What needs to be done >> Exactly reproduce the line that contains "blade, given as one point per instance." and all lines after it in the entries below, through the very last line.

Given information >>
— BEGIN —

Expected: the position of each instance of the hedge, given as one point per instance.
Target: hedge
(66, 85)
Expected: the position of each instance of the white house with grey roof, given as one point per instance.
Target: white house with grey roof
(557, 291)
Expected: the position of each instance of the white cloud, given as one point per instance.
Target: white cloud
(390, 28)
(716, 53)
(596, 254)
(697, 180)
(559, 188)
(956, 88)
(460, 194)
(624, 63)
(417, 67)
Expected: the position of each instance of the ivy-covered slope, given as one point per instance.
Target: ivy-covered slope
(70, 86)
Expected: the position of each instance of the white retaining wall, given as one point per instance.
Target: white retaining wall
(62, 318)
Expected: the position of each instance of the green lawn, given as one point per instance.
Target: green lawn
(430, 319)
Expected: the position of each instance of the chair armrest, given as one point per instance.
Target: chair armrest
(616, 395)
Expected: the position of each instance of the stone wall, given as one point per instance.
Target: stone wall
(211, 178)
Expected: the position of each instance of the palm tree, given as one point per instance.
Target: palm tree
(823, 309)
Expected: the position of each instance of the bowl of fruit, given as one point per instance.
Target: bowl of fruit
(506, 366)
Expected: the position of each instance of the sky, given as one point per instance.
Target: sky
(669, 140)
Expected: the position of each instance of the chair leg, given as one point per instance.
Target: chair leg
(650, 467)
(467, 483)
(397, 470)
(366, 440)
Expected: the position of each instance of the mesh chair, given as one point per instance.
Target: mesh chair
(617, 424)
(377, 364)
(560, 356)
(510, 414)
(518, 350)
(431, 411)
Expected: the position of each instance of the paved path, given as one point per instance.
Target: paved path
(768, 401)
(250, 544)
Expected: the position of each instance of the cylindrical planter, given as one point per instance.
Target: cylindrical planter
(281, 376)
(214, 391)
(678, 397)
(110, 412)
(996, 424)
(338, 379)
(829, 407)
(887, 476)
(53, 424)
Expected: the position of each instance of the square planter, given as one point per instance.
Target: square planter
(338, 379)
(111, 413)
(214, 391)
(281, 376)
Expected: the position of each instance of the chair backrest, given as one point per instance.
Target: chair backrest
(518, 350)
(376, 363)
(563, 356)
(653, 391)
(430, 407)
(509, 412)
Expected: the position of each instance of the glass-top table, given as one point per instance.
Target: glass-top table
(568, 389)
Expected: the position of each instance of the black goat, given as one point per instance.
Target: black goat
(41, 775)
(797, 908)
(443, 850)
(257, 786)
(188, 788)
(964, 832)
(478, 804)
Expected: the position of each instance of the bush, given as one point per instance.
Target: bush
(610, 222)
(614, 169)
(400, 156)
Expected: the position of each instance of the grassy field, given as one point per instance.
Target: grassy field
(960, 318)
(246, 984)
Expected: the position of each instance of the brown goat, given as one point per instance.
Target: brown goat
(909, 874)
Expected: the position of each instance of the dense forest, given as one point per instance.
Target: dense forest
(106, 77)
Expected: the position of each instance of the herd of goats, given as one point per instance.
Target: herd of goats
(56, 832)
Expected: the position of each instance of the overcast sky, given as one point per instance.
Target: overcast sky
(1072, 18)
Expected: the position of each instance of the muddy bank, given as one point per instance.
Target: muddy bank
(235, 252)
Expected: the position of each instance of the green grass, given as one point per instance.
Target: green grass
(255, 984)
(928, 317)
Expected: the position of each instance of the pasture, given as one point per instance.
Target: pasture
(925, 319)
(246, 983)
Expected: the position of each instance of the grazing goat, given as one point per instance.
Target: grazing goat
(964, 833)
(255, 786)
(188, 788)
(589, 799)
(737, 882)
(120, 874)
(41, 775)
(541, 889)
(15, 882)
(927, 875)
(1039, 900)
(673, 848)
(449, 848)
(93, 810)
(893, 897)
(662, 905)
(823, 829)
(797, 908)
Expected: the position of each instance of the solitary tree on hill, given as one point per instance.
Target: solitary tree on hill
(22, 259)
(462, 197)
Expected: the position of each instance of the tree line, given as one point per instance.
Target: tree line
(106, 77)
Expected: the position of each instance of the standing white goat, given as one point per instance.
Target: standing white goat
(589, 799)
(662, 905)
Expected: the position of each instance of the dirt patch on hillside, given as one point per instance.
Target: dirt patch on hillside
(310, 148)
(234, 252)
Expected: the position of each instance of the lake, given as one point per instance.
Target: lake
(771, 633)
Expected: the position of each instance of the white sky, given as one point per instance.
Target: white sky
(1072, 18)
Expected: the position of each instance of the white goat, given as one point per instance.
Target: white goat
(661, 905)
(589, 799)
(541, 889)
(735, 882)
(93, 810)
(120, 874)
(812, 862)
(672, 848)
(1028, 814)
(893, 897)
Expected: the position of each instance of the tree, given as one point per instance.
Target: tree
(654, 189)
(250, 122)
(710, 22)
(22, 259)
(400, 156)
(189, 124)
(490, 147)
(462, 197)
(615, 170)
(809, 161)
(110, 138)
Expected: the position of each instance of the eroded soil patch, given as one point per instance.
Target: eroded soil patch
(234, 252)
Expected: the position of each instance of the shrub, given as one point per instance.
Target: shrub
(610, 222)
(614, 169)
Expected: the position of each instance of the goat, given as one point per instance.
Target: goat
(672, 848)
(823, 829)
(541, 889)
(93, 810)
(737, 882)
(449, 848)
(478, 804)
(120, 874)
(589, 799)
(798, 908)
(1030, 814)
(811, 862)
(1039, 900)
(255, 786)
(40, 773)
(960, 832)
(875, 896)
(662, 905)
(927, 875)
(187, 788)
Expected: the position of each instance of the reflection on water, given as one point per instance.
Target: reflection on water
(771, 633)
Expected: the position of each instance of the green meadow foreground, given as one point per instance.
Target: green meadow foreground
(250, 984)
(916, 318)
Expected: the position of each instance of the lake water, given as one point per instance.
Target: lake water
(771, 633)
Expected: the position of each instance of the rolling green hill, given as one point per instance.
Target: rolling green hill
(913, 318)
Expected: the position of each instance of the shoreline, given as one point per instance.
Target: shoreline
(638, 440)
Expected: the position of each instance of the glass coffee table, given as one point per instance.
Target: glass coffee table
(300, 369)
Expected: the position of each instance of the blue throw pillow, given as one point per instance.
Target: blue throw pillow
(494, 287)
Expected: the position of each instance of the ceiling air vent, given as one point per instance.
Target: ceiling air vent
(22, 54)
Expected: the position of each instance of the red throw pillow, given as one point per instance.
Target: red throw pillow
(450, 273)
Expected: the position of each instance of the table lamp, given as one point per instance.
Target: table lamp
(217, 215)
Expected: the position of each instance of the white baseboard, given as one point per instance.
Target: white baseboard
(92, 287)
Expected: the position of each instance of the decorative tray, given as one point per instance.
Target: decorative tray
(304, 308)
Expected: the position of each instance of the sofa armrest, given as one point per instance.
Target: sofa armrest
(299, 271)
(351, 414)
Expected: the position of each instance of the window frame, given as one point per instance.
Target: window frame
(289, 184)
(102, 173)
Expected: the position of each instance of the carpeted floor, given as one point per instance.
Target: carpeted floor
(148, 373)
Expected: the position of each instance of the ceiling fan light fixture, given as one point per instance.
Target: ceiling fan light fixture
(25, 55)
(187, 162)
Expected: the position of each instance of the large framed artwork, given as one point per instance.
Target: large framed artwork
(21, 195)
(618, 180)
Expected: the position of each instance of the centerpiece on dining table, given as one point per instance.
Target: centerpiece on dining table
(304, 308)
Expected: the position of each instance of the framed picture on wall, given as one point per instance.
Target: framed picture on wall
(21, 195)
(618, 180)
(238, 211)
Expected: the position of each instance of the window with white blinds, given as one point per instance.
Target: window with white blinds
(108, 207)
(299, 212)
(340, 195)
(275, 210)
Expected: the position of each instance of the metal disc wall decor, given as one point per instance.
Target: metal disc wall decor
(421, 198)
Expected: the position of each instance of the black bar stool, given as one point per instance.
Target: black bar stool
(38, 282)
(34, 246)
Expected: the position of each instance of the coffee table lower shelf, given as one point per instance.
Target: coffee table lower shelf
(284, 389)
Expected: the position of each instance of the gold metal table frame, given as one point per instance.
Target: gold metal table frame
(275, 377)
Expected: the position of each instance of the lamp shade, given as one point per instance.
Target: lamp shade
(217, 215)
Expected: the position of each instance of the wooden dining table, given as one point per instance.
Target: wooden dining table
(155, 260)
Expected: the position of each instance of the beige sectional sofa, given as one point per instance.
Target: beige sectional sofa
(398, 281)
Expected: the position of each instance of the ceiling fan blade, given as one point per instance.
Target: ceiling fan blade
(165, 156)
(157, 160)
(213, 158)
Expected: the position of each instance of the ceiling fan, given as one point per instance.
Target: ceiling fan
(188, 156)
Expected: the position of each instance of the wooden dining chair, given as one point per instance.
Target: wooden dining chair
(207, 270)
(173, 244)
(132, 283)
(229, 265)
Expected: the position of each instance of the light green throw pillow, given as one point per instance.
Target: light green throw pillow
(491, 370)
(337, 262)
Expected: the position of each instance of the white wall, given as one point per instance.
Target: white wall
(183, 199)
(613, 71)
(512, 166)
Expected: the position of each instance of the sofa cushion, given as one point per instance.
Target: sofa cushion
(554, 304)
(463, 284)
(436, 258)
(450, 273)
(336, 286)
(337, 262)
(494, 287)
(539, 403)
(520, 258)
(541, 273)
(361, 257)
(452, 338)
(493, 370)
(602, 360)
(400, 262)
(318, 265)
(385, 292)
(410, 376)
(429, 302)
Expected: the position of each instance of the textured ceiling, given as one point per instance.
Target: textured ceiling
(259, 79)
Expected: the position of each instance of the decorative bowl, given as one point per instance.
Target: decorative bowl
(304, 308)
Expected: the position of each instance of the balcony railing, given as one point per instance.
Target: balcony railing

— END —

Solution to the problem >>
Expected: the position of each instance of the ceiling fan blade, given as one point per instance.
Target: ceiling fan blade
(165, 156)
(157, 160)
(213, 158)
Expected: the position of each instance of the ceiling fan, given as one point per instance.
Target: ceiling fan
(188, 156)
Expected: the position of each instance of the wooden dining chair, given as one point per instance.
Target: wooden dining chair
(207, 270)
(173, 244)
(132, 283)
(229, 265)
Expected: the position of each instance of the light green throw pillow, given as one point per instance.
Target: light green throw pillow
(491, 370)
(337, 262)
Expected: the position of each instance of the white wall, given as one point per instance.
Target: white wall
(183, 199)
(613, 71)
(512, 166)
Expected: the position of each instance of the sofa cushion, given as one point per instance.
Target: sofa cushion
(554, 304)
(463, 284)
(436, 258)
(450, 273)
(336, 286)
(337, 262)
(494, 287)
(539, 403)
(520, 258)
(541, 273)
(361, 257)
(452, 338)
(493, 370)
(602, 360)
(400, 262)
(318, 265)
(385, 292)
(410, 376)
(429, 302)
Expected: the position of each instance of the textured ceiling, given as one point per instance.
Target: textured ceiling
(259, 79)
Expected: the position of each instance of the decorative bowl, given as one point per instance.
Target: decorative bowl
(304, 308)
Expected: the position of each instance of the balcony railing, given as one point per instance.
Target: balcony railing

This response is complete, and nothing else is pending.